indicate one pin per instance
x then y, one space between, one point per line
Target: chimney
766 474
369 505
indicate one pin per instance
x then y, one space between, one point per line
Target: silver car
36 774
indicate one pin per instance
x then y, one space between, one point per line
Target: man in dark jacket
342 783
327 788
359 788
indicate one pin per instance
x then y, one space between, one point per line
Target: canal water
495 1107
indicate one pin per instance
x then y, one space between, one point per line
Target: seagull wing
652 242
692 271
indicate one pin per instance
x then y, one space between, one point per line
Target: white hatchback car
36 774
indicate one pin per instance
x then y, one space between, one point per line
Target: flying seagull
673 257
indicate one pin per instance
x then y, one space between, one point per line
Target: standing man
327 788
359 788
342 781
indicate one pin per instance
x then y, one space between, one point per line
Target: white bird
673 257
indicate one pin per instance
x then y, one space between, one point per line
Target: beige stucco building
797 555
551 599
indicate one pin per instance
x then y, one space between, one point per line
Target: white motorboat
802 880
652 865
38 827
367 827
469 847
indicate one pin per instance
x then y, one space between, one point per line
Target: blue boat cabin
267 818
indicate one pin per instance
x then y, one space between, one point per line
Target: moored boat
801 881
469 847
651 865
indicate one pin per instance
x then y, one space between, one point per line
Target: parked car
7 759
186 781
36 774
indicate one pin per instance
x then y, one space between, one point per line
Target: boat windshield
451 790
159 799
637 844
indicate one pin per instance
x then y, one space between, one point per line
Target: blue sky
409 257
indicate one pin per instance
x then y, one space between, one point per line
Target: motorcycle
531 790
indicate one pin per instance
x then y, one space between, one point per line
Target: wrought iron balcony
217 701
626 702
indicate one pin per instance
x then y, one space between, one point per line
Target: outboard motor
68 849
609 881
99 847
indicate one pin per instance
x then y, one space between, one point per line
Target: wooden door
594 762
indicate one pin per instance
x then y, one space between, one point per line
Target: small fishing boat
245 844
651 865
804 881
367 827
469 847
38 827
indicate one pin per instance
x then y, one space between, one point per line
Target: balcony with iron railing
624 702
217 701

THE REQUEST –
Count the lines of the records that contain the string "seagull", matching case exactly. Give only the number.

EXERCISE RESULT –
2